:: THE PROBLEM ::
Without changing anything, reproduce every record below.
=-=-=-=-=
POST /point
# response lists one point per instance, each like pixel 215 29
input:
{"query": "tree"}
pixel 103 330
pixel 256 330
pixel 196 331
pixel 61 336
=-=-=-=-=
:: SOLUTION FOR THIS TASK ::
POST /point
# response lists one point per instance, each like pixel 215 29
input:
{"query": "tree"}
pixel 103 330
pixel 256 330
pixel 196 331
pixel 61 336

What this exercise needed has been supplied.